═══ RECORDS PROVIDED

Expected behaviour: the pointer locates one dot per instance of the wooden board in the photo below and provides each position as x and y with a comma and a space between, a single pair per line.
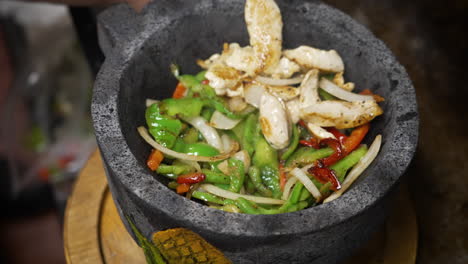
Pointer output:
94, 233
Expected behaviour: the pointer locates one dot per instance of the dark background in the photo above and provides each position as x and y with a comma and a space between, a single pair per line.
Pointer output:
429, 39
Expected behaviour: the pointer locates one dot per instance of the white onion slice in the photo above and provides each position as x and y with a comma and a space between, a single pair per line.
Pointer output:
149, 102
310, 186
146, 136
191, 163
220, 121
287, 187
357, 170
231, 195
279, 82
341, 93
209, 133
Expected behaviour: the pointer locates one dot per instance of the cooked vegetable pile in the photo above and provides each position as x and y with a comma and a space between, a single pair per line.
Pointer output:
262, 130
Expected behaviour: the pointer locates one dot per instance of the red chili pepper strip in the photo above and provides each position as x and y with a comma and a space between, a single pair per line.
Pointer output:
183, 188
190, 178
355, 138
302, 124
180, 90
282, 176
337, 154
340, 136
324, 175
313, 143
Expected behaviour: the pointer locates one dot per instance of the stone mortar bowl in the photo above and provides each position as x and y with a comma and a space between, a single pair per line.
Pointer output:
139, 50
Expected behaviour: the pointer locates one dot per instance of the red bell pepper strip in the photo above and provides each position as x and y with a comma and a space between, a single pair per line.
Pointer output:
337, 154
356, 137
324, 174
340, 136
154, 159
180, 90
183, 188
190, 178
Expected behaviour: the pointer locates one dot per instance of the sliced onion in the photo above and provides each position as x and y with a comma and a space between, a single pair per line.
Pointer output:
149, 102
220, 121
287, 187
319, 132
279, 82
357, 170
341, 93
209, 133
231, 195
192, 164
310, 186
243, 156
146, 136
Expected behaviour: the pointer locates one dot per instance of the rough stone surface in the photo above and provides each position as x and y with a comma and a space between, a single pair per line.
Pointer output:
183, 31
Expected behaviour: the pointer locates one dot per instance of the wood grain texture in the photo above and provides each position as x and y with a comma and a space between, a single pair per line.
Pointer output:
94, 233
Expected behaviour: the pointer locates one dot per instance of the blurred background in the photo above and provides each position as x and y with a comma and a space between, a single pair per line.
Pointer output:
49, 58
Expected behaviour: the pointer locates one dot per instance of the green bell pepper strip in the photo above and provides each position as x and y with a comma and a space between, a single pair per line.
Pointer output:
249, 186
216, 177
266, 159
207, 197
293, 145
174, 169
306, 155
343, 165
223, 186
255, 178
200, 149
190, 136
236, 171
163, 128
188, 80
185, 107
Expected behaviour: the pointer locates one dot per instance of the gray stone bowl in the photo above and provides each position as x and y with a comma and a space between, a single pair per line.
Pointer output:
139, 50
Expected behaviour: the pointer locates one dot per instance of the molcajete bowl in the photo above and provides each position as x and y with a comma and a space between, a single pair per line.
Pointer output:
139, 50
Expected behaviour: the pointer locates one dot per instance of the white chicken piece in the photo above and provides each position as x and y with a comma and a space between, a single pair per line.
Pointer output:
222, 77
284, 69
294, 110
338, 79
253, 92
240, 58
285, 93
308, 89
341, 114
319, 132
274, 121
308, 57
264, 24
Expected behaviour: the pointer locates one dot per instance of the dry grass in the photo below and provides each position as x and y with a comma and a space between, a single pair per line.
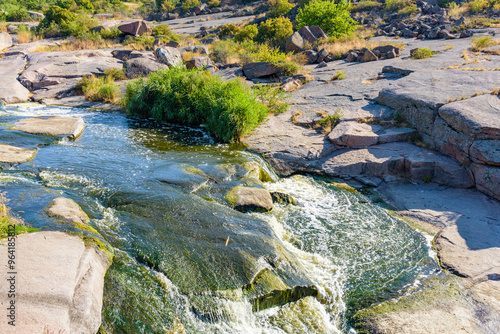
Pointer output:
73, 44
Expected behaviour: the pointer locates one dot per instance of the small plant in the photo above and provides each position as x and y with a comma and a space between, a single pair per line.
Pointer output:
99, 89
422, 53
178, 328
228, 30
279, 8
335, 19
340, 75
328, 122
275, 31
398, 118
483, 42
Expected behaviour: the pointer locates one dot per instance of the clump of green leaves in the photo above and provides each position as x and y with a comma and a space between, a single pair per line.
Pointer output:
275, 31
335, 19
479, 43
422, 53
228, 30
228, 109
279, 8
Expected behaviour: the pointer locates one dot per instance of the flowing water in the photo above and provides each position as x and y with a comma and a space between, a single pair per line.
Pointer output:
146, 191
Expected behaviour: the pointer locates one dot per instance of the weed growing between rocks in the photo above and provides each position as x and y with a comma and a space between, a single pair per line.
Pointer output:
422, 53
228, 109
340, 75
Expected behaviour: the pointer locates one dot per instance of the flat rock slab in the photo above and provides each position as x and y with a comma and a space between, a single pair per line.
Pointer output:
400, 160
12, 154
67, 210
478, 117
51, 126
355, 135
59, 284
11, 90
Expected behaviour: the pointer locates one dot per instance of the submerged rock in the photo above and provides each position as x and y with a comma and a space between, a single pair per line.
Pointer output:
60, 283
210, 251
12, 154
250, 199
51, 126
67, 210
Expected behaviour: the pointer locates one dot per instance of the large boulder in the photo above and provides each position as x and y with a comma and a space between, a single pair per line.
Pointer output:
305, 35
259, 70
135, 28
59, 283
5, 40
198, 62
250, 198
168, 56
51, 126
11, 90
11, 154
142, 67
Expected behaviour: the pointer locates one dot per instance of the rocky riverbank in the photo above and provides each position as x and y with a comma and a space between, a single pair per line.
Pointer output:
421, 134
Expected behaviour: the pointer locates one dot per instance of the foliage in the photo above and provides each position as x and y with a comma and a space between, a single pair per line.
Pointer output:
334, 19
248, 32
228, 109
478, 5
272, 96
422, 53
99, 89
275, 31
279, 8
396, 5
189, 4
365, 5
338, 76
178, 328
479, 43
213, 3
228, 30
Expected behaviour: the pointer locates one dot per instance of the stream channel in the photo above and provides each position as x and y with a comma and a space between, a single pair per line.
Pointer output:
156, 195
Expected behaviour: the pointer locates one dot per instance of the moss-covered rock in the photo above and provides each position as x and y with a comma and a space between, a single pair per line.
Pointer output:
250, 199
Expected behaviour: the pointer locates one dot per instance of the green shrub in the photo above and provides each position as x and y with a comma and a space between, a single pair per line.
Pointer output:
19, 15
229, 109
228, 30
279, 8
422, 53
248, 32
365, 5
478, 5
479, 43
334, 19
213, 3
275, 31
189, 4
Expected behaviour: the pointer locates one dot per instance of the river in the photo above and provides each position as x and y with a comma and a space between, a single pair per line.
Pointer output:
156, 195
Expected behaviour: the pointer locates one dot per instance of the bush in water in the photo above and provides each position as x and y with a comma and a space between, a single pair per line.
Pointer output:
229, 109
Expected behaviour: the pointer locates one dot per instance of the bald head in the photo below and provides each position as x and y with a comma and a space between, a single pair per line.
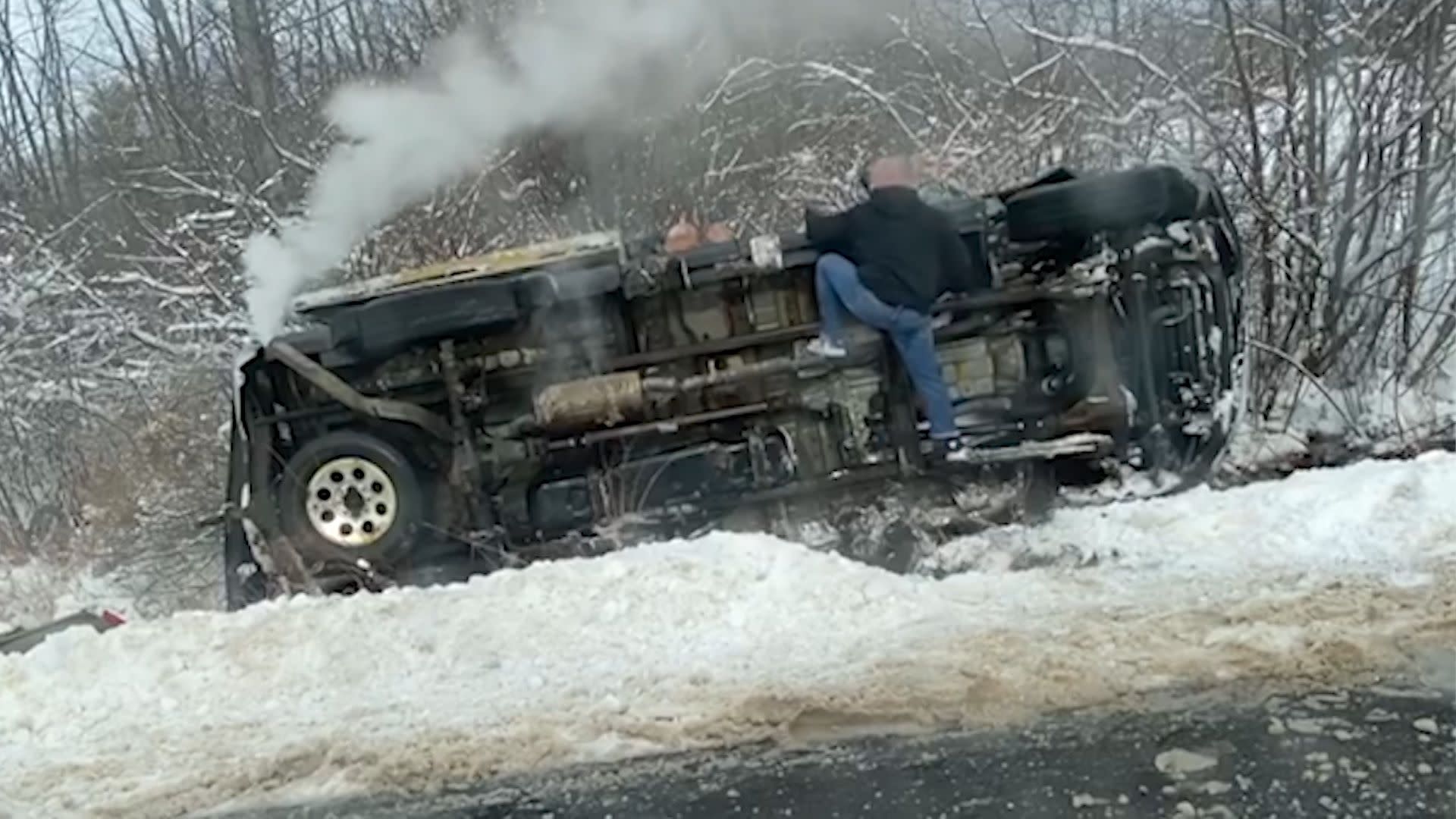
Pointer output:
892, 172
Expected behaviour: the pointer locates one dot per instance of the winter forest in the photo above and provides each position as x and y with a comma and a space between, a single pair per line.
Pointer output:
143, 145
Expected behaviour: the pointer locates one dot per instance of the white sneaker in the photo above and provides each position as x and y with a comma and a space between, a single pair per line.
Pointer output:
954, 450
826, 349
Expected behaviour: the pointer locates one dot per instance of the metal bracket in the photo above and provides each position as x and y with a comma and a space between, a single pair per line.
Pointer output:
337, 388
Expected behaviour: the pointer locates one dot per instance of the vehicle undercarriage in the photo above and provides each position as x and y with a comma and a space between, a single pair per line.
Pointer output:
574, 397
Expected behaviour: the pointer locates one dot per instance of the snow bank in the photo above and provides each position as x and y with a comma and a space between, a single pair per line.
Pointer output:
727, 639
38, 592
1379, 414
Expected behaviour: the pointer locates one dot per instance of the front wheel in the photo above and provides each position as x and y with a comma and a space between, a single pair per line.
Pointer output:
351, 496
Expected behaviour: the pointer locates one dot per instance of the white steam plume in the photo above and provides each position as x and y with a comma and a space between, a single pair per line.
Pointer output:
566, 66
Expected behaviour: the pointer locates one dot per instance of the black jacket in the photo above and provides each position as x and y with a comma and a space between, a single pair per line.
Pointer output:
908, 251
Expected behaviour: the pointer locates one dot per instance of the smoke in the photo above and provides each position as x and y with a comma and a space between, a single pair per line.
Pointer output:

══════

> TO DO:
Write out the records exactly. Do not carry the pictures over.

> RESULT FOR THIS EXERCISE:
Expected behaviour: the pointer locates one dot per instance of the wooden board in the photo below and provides each position as x and y with a comma and a space between, a single pair per line.
Pointer output:
94, 233
Expected behaviour: the pointer locates one dot per instance of the dark background in the photo above and provides each position as x and y with a comma and a space between, a single pair per line.
Pointer output:
429, 39
Expected behaviour: the pointer locates one dot per instance of the white onion slice in the photo above and provides each position as x and y with a comma and a space between, a single pair per line.
Pointer output:
149, 102
310, 186
146, 136
191, 163
220, 121
287, 187
357, 170
231, 195
279, 82
341, 93
209, 133
Expected behaviour: the pointer locates one dot per instance of the cooked vegetable pile in the photo above and provides each position as x and y with a comma and a space between, a single pair per line.
Pointer output:
262, 130
Expected behaviour: the pointer locates one dot per instance of the red chili pepper strip in the photo above and provides each position as x and y with a comma and a space between, a single pair per line.
Pointer output:
183, 188
190, 178
355, 138
302, 124
180, 90
282, 176
337, 154
340, 136
324, 175
313, 143
Expected behaviour: the pointer locates one dot per instance of the stone mortar bowl in the photo above and provides each position as x and y with a comma and a space between, a single pair per line.
Pointer output:
139, 50
Expected behaviour: the pointer locates one dot per instance of the red bell pepper strip in the photo above and provides each position as x and y with a comma and a space between, a single pair per line.
Pointer output:
337, 154
356, 137
324, 174
340, 136
154, 159
180, 90
183, 188
190, 178
Expected behaviour: the pointer locates one dot per instance of the sliced onion in the photo above and provides each position as x and y with a comma and a space between, a single pair per line.
Pointer output:
149, 102
220, 121
287, 187
319, 132
279, 82
357, 170
341, 93
209, 133
231, 195
192, 164
310, 186
243, 156
146, 136
Expected behaviour: the pointer locates one dot per instance of the rough stone surface in the photo above and provides each position as x and y with a comma and a space between, a single pair per line.
Pointer output:
183, 31
Expected behaviour: the pointer locates one dot per instance of the wood grain texture in the photo above and provides each position as x and y with a comma and a space between, a single pair per line.
Pointer output:
94, 233
Expected behaviour: the pointer locates one dot per instance of the blurred background in the photo above and provides each position as x and y with a comma and a space between, a single pair per line.
Pointer output:
49, 58
Expected behaviour: the pointer locates one dot per instance of the green bell pepper strip in the photo above and provides each position as x and y with a comma and a space between, a single pair per line.
Pointer output:
249, 186
216, 177
266, 159
207, 197
293, 145
174, 169
306, 155
343, 165
223, 186
255, 178
200, 149
190, 136
236, 171
163, 128
188, 80
185, 107
Expected behaviour: the pointer locates one dot per instance of the gray stone bowl in the photo above and provides each position as x and y with a comma and a space between, a single pair per line.
Pointer output:
139, 50
Expected behaviour: the pointer locates one dot per instance of the molcajete bowl in the photo above and provides each position as x and y with a comma and a space between, a single pair per line.
Pointer output:
139, 50
Expected behaviour: the pointer locates one dot per instance of the white chicken piece in the photo above and provides each position as x and y with a comma and a space between, a single pair per line.
Pointer output:
222, 77
284, 69
294, 110
338, 79
253, 92
240, 58
285, 93
308, 89
341, 114
319, 132
274, 121
308, 57
264, 24
Expected behaviour: the pointer locates one dot per instance of the dry grass in the photo below and provides each position as x and y with a comma and a space between, a single pair per line.
Pointer output:
73, 44
Expected behaviour: the pointer locates one dot per instance of the small plant in the photo above and provides each position as x and y with a comma and a space between, a single pair per line.
Pointer output:
99, 89
422, 53
178, 328
228, 30
279, 8
335, 19
340, 75
328, 122
275, 31
398, 118
483, 42
Expected behaviour: the pointer locates one dot per instance of the clump of green leaves in the photo above and provides each position as x and y with a comma and a space between, a single pair per line.
Pointer output:
275, 31
335, 19
479, 43
422, 53
228, 30
228, 109
279, 8
Expected behaviour: the pointer locates one dot per instance of the flowing water in the photo above and provides each position as x and y with a comma and a space between, a single pair per line.
Pointer output:
146, 191
Expected behaviour: the pointer locates one dot per instance of the weed growing between rocks in the photo above and provides each position as x and y with a comma and a space between, a single pair per line.
Pointer output:
422, 53
228, 109
340, 75
Expected behaviour: the pointer locates one dot per instance of the flat rock slab in the photo above and provides each position as x and y with a comma and a space between, a single pair per line.
Pointer output:
400, 160
12, 154
67, 210
478, 117
51, 126
355, 135
59, 284
11, 90
Expected behaviour: the pointer locates one dot per instance of the submerged rock in the photo above and provides each position as x and y with a comma and a space between, a single pair per line.
Pointer output:
60, 283
210, 251
12, 154
250, 199
51, 126
67, 210
Expected behaviour: the pointer locates one dot per instance of the large boulder in the photo above and provides each position as x and y with a comma and a space between, a single pair per line.
Pointer output:
305, 35
259, 70
135, 28
59, 283
5, 40
198, 62
250, 198
168, 56
51, 126
11, 90
11, 154
142, 67
Expected behaviour: the pointer locates one dot per instance of the rocky riverbank in the photo above and provides each position as x and y with a comma and a space between, a single pair per line.
Pointer output:
421, 134
Expected behaviour: the pointer locates one dot per instance of the foliage in the photo above and provides each position as x and y with a comma and a space between, a single pair per line.
Pointer output:
334, 19
248, 32
228, 109
478, 5
272, 96
422, 53
99, 89
275, 31
279, 8
396, 5
189, 4
365, 5
338, 76
178, 328
479, 43
213, 3
228, 30
Expected behaviour: the pointer locates one dot per instance of the stream channel in the photo above and provides each position as x and y with a comma and a space between, a single pair per line.
Pointer output:
156, 195
Expected behaviour: the pointer locates one dot per instance of the moss-covered rock in the photo above and provides each position as x and y with a comma and a space between, a single pair per line.
Pointer output:
250, 199
Expected behaviour: the pointer locates one dot per instance of the green shrub in the photo above and provides each position as x and y with a comma and a space between, a single pair per line.
Pointer output:
19, 15
229, 109
228, 30
279, 8
422, 53
248, 32
365, 5
478, 5
479, 43
334, 19
213, 3
275, 31
189, 4
Expected behaviour: the pointer locates one dot per instance of the river in the photo above and provides each position as x and y with a comma and a space between, a single pair per line.
Pointer output:
156, 195
Expected behaviour: the pointer locates one dot per instance of the bush in water in the photo above and provides each position as x and y with a comma and a space between, a single pair per line.
Pointer output:
229, 109
Expected behaviour: the pointer locates one dot per instance of the bald head in the photo below and provides each position as x and y with a comma and a space between, a single pair per line.
Pointer output:
892, 172
Expected behaviour: the pointer locates one dot per instance of the winter forest in the photo above and provides each position as x and y with a comma and a space between, a single pair per line.
Pointer output:
143, 145
Expected behaviour: the pointer locates one dot per instance of the white sneaker in the photo above and provides each position as x and y with a comma and a space between, a single pair per line.
Pointer output:
954, 450
826, 349
Expected behaviour: the pointer locates one dot per instance of the metal bracket in the photo above and provides each position as x and y with a comma and a space between, a single pair per line.
Pointer output:
337, 388
Expected behaviour: the pointer locates one dot per instance of the vehicle undercarriage in the photo above and provides each position as x and y with a comma and a space between, a single pair per line.
Pointer output:
574, 397
Expected behaviour: the pointer locates one dot per instance of the snow bank in the photo above and provides each position as x and y with a comma and a space between, a single pair per line.
Pointer output:
727, 639
38, 592
1379, 414
Expected behaviour: the pointer locates one dot per instance of the front wheel in the photo above and provides each position as x and y with a comma and a space between, a single pair per line.
Pointer output:
351, 496
Expected behaviour: the pointer locates one dot per instance of the white steam plume in the photo above and provides each position as x and y with a comma and a space between, a single pair per line.
Pointer output:
566, 66
Expected behaviour: the pointer locates one dot per instance of the black jacket in the photo above and provides each position as x and y with a comma and a space between, a single pair per line.
Pointer output:
908, 251
Expected behaviour: the pointer locates one dot per instance of the smoke in the photo above and provides each position as x and y with a comma and a space between, a single pair per line.
Pointer output:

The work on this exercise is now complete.